* [Directive] Lay out the lines of the records below, from the line with "Practice. Place a marker on each instance of the white car" to the line with "x=727 y=220", both included, as a numbered list. Omit blank lines and the pictures.

____

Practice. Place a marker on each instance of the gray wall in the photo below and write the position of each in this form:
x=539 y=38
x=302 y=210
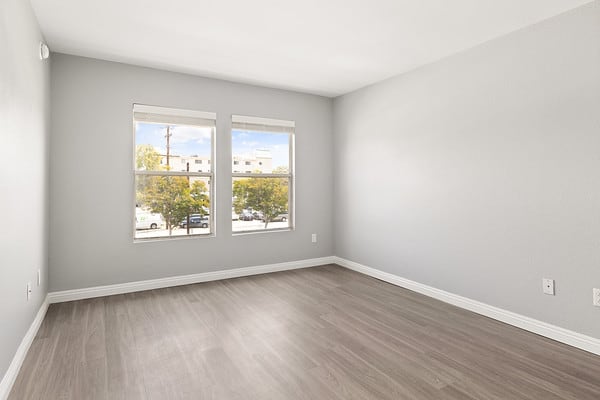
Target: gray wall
x=480 y=174
x=24 y=126
x=91 y=182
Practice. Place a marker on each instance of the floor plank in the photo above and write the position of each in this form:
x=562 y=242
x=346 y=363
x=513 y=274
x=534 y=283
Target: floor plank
x=316 y=333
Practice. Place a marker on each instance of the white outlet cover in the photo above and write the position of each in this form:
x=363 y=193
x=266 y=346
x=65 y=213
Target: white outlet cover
x=548 y=286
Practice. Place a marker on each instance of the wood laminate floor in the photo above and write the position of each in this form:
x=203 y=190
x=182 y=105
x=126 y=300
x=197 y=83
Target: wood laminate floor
x=316 y=333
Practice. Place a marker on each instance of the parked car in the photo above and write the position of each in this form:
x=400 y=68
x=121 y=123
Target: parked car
x=246 y=216
x=278 y=218
x=147 y=220
x=196 y=221
x=281 y=217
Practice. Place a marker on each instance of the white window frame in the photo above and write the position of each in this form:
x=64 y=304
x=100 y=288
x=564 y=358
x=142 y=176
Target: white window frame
x=180 y=117
x=270 y=123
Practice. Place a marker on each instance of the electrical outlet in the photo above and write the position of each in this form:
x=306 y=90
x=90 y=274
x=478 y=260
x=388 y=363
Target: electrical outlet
x=548 y=286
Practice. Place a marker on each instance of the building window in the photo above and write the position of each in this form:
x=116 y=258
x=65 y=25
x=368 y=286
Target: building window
x=263 y=198
x=171 y=203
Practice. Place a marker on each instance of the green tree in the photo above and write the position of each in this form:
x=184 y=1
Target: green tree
x=168 y=196
x=267 y=195
x=174 y=198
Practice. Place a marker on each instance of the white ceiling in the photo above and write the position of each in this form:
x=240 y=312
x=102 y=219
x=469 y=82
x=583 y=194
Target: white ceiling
x=326 y=47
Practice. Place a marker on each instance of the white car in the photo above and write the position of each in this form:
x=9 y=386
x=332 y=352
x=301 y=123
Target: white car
x=148 y=220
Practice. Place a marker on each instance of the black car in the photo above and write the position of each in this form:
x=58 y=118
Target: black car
x=196 y=221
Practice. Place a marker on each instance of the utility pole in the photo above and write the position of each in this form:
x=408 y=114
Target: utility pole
x=168 y=136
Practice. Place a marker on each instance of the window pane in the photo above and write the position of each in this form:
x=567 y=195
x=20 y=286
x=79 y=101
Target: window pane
x=260 y=203
x=163 y=147
x=260 y=152
x=171 y=206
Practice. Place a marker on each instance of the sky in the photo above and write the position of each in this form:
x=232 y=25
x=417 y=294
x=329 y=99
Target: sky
x=189 y=140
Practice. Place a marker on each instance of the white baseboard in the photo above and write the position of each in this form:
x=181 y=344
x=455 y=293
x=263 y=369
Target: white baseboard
x=13 y=369
x=99 y=291
x=554 y=332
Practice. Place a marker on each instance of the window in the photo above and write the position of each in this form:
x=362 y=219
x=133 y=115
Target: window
x=170 y=202
x=263 y=198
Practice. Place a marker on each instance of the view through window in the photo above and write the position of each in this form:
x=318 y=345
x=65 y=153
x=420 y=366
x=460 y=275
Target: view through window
x=173 y=172
x=262 y=174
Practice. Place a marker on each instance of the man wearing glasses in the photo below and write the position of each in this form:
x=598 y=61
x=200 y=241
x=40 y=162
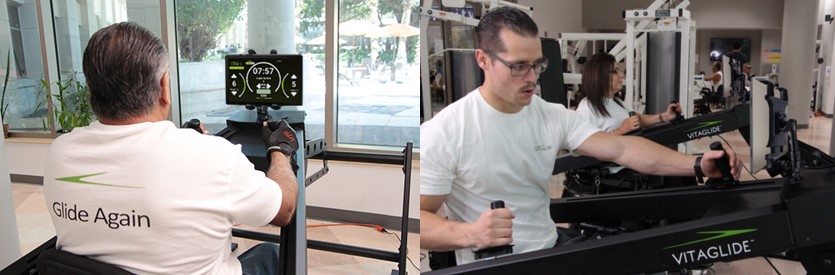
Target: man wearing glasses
x=500 y=142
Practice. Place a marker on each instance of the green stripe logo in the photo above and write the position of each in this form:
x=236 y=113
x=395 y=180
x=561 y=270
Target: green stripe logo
x=79 y=180
x=705 y=124
x=719 y=234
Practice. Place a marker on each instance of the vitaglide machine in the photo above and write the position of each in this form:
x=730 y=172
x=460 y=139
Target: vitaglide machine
x=727 y=220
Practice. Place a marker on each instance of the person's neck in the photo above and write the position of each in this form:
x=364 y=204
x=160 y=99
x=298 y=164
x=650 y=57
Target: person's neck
x=149 y=117
x=496 y=102
x=133 y=120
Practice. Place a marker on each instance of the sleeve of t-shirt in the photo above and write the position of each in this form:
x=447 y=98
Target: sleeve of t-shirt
x=576 y=128
x=584 y=111
x=254 y=198
x=437 y=160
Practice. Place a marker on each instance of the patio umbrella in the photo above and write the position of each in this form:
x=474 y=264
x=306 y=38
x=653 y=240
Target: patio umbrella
x=395 y=30
x=321 y=41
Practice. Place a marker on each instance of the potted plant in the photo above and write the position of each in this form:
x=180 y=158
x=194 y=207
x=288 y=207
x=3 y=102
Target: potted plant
x=3 y=105
x=70 y=106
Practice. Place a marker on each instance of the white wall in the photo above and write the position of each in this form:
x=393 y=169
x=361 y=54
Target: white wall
x=368 y=188
x=703 y=47
x=556 y=16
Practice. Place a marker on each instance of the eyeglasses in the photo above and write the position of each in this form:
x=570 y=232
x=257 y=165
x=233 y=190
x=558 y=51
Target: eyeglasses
x=522 y=69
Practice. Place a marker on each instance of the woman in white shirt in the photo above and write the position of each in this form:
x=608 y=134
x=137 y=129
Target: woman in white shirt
x=601 y=80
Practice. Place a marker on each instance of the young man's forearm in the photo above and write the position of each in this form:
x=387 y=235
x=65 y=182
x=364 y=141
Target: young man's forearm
x=439 y=234
x=281 y=172
x=649 y=157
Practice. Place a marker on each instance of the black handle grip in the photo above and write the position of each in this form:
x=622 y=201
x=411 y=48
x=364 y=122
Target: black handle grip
x=193 y=124
x=679 y=116
x=496 y=250
x=722 y=163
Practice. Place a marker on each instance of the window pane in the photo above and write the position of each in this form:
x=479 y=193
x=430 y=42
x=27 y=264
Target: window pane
x=240 y=26
x=20 y=46
x=378 y=74
x=310 y=17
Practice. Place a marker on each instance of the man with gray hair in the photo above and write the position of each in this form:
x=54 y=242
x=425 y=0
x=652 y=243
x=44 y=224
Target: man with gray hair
x=135 y=191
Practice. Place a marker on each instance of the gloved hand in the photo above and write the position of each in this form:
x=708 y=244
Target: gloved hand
x=279 y=136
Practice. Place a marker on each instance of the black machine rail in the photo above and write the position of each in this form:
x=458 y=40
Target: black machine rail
x=747 y=220
x=675 y=133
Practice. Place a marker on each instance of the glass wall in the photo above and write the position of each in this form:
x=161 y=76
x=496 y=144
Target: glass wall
x=378 y=77
x=375 y=67
x=234 y=27
x=20 y=49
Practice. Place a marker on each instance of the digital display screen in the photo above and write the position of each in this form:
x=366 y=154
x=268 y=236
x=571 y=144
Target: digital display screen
x=264 y=80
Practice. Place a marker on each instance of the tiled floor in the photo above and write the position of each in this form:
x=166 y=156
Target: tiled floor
x=35 y=227
x=817 y=134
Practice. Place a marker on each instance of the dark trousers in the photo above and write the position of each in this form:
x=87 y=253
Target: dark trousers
x=261 y=259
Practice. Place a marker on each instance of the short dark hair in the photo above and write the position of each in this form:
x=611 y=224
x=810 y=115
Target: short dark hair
x=123 y=64
x=597 y=81
x=511 y=18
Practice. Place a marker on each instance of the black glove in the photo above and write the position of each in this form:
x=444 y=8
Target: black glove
x=193 y=124
x=279 y=136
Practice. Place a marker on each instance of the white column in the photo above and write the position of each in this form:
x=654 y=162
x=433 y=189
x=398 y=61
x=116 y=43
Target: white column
x=67 y=35
x=30 y=34
x=271 y=25
x=9 y=241
x=826 y=87
x=798 y=55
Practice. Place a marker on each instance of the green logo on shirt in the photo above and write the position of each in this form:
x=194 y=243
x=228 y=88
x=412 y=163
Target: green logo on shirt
x=78 y=179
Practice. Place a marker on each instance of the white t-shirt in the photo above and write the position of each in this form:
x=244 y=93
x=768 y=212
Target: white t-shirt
x=475 y=154
x=617 y=114
x=154 y=199
x=715 y=85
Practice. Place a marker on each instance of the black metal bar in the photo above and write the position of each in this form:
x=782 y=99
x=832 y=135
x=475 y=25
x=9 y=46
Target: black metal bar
x=394 y=159
x=287 y=259
x=255 y=235
x=314 y=147
x=25 y=264
x=404 y=226
x=653 y=250
x=320 y=245
x=353 y=250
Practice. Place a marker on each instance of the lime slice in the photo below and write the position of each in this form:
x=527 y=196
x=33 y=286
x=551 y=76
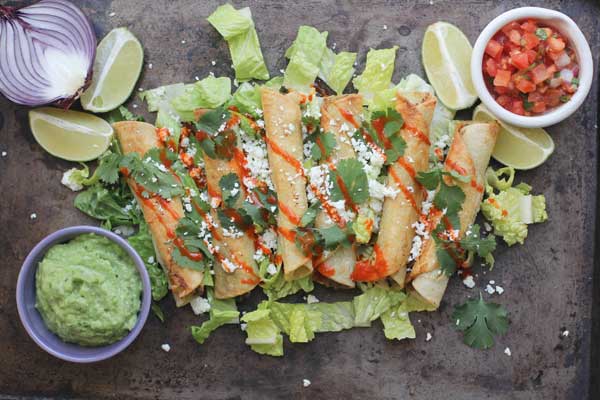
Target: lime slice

____

* [Completed exercise]
1. Practice. Place a marker on each instance of the white car in the photo above and write the position of each in this form:
2. x=9 y=386
3. x=332 y=352
4. x=301 y=123
5. Target: white car
6. x=148 y=220
7. Practice. Place a marker on each instance of the black car in the photo above and write the position of each in this form:
8. x=58 y=118
9. Target: black car
10. x=196 y=221
11. Practice. Place a marker on each instance of the utility pole in the photo above and write the position of each in this form:
12. x=408 y=114
13. Target: utility pole
14. x=168 y=136
15. Practice. Place a marker on each instance of the window pane in the photo above and write the position of each in this form:
16. x=567 y=195
17. x=20 y=286
18. x=79 y=101
19. Target: window pane
20. x=260 y=203
21. x=163 y=147
22. x=260 y=152
23. x=171 y=206
24. Practice. Place a marker on each instance of the sky in the photo above and write the position of each in this form:
25. x=232 y=25
26. x=417 y=294
27. x=329 y=99
28. Target: sky
29. x=189 y=140
30. Practice. Place a marker on each instance of the white baseboard in the photo above and write the position of each in this form:
31. x=181 y=344
32. x=455 y=293
33. x=263 y=369
34. Target: white baseboard
35. x=13 y=369
36. x=99 y=291
37. x=554 y=332
38. Practice. Place a marker on each instance of the window in the photo above and write the position of each in this form:
39. x=362 y=219
40. x=133 y=115
41. Target: window
42. x=170 y=202
43. x=263 y=198
44. Practice. Place a marker on each instance of the view through window in the photo above and write the position of each in this form:
45. x=318 y=345
46. x=65 y=153
47. x=420 y=366
48. x=460 y=275
49. Target: view through window
50. x=173 y=172
51. x=262 y=174
52. Practice. Place a marker on each instance of the man wearing glasses in the photo below and write the position of each in this form:
53. x=598 y=61
54. x=200 y=241
55. x=40 y=162
56. Target: man wearing glasses
57. x=500 y=142
58. Practice. Place a marker on each instance of the green stripe logo in the photo above and write the position of each in this form:
59. x=236 y=113
60. x=395 y=180
61. x=561 y=270
62. Target: green stripe logo
63. x=79 y=180
64. x=705 y=124
65. x=719 y=234
66. Practice. Place a marker on each instance of the vitaglide machine in the photo above and write the position of each in this form:
67. x=730 y=172
68. x=460 y=139
69. Target: vitaglide machine
70. x=727 y=220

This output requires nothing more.